Could you return, word for word, the lines of the records that start with the line containing "Please locate the player" and go on through the line containing "Target: player with braided hair"?
>> BEGIN Record excerpts
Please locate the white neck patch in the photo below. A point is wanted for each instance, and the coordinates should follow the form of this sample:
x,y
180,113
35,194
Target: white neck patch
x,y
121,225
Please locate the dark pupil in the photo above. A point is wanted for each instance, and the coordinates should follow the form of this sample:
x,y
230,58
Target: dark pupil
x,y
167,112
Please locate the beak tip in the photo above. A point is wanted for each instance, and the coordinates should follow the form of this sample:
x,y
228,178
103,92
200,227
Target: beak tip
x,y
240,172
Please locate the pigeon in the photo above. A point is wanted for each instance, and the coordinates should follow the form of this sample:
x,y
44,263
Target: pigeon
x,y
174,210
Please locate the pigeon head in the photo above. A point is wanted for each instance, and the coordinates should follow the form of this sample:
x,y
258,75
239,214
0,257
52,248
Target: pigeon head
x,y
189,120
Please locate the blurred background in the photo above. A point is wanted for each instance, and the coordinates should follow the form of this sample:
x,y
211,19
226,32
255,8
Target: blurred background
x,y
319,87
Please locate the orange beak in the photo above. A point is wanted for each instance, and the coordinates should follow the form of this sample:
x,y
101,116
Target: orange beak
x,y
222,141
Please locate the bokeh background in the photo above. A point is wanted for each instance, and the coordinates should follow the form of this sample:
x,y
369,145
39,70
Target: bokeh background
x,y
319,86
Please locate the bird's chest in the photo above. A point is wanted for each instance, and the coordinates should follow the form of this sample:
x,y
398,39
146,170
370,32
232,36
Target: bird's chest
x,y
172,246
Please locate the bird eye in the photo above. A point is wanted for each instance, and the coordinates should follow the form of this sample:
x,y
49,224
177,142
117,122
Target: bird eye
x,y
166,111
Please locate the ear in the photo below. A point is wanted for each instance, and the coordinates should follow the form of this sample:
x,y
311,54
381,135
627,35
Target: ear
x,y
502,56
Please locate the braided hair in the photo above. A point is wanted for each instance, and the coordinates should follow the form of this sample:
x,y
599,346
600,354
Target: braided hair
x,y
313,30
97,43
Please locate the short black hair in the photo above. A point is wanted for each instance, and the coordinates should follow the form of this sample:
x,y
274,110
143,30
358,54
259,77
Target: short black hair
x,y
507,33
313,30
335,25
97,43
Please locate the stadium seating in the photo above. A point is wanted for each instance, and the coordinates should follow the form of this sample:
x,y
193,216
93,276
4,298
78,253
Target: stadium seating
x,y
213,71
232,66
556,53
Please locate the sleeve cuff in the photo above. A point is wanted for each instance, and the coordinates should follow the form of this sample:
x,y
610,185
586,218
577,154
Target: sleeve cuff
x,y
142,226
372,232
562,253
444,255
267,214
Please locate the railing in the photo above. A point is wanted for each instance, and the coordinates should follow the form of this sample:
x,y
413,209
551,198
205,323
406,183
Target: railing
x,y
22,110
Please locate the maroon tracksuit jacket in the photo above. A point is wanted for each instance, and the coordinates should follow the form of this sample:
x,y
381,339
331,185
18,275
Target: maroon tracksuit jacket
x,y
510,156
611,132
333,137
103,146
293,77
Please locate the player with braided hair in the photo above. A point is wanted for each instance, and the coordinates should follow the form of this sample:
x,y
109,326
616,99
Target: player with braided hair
>> END Record excerpts
>> BEGIN Record excerpts
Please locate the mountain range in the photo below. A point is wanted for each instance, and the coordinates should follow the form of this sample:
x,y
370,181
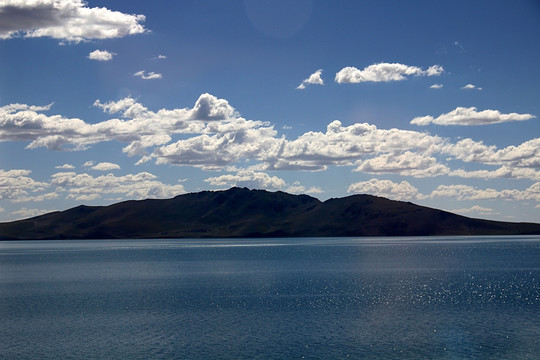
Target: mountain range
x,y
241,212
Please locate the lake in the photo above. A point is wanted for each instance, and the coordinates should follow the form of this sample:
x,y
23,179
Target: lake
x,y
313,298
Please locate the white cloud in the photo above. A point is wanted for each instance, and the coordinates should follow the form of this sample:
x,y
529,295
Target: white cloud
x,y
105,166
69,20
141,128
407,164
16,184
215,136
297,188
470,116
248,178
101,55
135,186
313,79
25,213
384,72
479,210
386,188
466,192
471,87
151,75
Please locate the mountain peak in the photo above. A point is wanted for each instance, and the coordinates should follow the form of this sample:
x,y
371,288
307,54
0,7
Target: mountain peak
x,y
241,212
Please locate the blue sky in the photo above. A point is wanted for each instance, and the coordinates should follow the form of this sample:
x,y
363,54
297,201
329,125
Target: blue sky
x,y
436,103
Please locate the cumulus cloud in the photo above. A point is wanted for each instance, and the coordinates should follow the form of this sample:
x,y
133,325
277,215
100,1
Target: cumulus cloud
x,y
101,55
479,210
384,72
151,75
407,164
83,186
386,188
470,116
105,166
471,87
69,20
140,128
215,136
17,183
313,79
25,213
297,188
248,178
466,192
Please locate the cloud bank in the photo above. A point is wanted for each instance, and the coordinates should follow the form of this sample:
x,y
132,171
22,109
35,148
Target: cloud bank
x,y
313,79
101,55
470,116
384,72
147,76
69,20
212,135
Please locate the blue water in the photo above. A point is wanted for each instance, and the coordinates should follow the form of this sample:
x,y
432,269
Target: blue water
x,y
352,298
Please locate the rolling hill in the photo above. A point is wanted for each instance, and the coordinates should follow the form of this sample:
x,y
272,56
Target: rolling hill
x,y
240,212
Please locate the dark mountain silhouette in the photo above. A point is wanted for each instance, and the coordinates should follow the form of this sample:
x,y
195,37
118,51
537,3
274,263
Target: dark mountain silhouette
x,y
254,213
>> END Record excerpts
>> BEGIN Record excerpts
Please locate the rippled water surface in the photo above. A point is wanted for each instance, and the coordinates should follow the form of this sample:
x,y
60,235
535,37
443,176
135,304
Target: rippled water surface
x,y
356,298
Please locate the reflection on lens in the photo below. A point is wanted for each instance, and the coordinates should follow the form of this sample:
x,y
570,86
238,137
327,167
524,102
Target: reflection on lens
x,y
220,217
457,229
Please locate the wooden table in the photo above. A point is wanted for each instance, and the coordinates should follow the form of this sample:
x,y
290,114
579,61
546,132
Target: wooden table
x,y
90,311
>> END Record excerpts
◆ Exercise response ◆
Please locate the player with braided hair in the photo above. A point is wanted for each instance, and the coordinates should follow the form of this sample:
x,y
109,326
616,99
Target: player with braided hair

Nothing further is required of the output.